-- START OF RECORDS SHOWN --

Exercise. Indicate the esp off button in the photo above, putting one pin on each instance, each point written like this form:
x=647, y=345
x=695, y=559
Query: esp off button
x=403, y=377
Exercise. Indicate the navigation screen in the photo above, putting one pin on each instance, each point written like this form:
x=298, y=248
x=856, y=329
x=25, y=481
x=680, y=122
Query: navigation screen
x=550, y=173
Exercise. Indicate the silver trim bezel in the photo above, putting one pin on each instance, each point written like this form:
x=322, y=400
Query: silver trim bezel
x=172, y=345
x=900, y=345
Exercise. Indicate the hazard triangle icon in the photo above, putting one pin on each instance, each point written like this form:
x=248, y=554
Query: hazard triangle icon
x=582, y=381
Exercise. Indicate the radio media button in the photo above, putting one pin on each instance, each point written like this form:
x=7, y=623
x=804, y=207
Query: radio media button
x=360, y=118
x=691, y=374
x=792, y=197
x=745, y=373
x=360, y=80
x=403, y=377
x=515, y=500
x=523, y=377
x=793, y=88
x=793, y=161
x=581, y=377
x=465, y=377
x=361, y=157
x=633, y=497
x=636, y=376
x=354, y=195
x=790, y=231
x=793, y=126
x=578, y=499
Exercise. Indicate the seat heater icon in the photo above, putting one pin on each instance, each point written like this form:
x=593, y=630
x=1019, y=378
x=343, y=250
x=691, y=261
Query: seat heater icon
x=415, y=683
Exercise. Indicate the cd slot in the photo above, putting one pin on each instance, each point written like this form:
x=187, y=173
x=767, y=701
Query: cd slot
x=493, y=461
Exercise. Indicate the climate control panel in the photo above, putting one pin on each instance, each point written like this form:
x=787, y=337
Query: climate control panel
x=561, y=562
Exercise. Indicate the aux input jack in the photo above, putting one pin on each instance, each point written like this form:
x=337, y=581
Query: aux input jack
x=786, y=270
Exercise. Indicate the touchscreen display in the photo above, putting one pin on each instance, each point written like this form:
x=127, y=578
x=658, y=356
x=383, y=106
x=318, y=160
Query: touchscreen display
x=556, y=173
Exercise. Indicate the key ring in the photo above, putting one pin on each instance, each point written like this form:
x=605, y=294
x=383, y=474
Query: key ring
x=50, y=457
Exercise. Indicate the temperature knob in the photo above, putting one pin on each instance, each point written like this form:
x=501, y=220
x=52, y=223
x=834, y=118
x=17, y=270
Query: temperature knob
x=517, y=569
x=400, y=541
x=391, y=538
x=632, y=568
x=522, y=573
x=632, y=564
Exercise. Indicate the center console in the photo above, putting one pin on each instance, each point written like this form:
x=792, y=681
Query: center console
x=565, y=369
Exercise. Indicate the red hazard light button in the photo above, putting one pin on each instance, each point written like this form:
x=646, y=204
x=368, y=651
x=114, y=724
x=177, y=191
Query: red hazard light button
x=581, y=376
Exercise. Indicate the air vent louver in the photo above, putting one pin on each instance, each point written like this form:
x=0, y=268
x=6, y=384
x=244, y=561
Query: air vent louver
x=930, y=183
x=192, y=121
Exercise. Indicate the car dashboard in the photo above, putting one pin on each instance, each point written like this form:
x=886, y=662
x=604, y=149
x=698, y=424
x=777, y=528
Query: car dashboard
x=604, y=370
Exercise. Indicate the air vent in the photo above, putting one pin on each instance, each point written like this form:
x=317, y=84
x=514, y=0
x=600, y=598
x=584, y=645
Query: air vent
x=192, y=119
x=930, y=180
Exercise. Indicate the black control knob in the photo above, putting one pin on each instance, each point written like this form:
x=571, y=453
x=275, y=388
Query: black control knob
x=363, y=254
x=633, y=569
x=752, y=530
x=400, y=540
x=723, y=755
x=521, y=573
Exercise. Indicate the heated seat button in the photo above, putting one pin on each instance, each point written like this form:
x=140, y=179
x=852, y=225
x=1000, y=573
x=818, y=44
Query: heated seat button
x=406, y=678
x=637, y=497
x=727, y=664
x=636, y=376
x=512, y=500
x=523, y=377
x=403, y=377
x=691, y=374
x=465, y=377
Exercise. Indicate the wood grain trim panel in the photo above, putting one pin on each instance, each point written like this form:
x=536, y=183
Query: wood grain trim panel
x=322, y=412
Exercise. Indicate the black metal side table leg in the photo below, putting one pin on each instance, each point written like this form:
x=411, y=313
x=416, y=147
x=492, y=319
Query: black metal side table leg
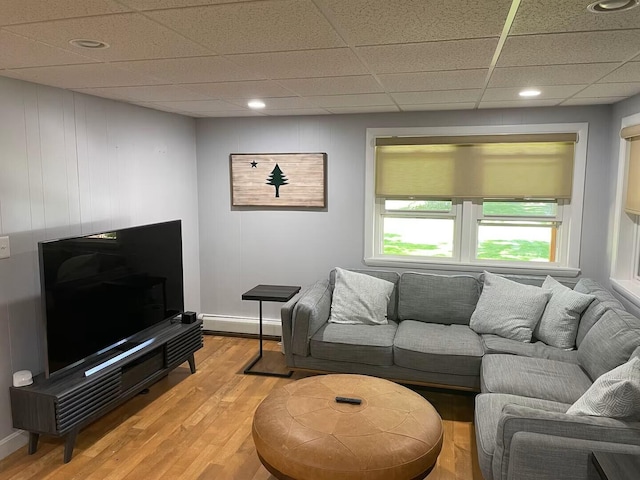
x=248, y=371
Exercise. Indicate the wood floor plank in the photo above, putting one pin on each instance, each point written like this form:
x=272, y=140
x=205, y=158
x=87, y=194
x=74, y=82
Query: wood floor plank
x=198, y=427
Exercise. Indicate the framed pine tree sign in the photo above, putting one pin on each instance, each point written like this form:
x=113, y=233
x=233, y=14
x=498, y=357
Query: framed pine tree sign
x=278, y=180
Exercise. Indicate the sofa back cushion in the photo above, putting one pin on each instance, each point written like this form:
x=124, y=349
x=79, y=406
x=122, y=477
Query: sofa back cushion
x=393, y=277
x=609, y=343
x=603, y=301
x=446, y=299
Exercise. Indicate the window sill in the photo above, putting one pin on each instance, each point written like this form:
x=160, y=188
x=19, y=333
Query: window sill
x=554, y=271
x=629, y=289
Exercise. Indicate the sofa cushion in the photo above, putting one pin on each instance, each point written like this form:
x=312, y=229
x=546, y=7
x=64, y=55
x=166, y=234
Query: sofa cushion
x=533, y=377
x=603, y=302
x=488, y=410
x=559, y=323
x=368, y=344
x=360, y=299
x=615, y=394
x=507, y=308
x=393, y=277
x=609, y=343
x=432, y=347
x=496, y=344
x=310, y=312
x=437, y=298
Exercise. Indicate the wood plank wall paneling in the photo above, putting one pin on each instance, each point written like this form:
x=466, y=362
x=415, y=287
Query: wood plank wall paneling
x=72, y=164
x=197, y=427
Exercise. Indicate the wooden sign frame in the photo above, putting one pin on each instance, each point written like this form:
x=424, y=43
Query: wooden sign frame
x=287, y=180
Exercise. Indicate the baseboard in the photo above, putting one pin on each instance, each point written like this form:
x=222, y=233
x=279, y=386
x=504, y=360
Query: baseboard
x=244, y=325
x=13, y=442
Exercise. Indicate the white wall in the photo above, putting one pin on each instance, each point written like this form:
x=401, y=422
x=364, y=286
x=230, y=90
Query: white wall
x=241, y=248
x=72, y=164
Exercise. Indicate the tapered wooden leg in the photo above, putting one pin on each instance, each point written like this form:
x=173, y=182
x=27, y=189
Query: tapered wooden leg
x=33, y=442
x=69, y=443
x=192, y=363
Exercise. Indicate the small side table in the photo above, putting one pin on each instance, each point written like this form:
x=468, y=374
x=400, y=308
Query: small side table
x=268, y=293
x=616, y=466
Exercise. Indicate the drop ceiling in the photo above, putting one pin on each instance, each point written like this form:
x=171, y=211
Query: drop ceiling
x=207, y=58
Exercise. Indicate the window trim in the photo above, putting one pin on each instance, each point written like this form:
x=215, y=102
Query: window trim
x=571, y=210
x=625, y=253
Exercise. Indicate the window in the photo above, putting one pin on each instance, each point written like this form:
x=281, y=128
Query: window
x=625, y=269
x=475, y=199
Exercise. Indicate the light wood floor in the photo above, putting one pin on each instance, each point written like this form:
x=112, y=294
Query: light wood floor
x=198, y=427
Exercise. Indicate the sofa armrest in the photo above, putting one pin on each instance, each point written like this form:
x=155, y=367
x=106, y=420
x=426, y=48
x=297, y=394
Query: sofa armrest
x=517, y=418
x=536, y=456
x=303, y=319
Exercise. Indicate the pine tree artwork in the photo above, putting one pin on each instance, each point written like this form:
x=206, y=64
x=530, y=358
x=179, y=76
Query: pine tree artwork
x=277, y=178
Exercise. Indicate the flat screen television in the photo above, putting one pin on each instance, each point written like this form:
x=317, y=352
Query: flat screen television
x=99, y=291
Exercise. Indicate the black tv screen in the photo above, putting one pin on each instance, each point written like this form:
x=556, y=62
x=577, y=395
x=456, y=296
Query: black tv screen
x=100, y=290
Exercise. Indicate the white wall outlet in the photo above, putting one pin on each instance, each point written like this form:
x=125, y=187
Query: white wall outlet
x=5, y=251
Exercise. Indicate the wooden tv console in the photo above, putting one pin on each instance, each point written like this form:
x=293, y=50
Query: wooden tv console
x=62, y=406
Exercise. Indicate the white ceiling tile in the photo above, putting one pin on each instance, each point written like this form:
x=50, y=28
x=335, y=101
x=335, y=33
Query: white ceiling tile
x=363, y=100
x=591, y=101
x=21, y=11
x=130, y=36
x=437, y=96
x=547, y=16
x=570, y=48
x=304, y=64
x=629, y=72
x=253, y=89
x=373, y=22
x=161, y=4
x=520, y=103
x=265, y=26
x=438, y=107
x=548, y=92
x=549, y=75
x=200, y=106
x=428, y=57
x=148, y=93
x=364, y=109
x=296, y=111
x=424, y=81
x=82, y=76
x=610, y=90
x=192, y=70
x=17, y=52
x=333, y=85
x=278, y=103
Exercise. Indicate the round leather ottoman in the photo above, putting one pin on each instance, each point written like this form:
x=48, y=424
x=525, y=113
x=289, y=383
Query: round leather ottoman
x=302, y=433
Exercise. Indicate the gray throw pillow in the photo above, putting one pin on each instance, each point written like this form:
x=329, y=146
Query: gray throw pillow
x=508, y=309
x=615, y=394
x=558, y=326
x=359, y=298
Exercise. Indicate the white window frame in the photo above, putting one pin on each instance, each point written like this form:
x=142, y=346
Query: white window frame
x=569, y=235
x=625, y=254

-- END OF RECORDS SHOWN --

WHAT IS REQUIRED: Set down the lines of the records, starting at the line that contains "Exercise. Indicate the temperature" and ending at the line that contains "x=565, y=369", reproducing them exactly.

ANSWER TO THE TASK:
Exercise. Indicate the temperature knob in the photo above, putting one pin on each instance, each point written like this form:
x=501, y=220
x=52, y=223
x=834, y=118
x=17, y=270
Query: temperature knob
x=517, y=569
x=400, y=541
x=391, y=538
x=632, y=568
x=522, y=573
x=632, y=564
Exercise. Indicate the center console in the photo above, putting one pin on each instance, each point written like this form:
x=792, y=681
Query: center console
x=565, y=369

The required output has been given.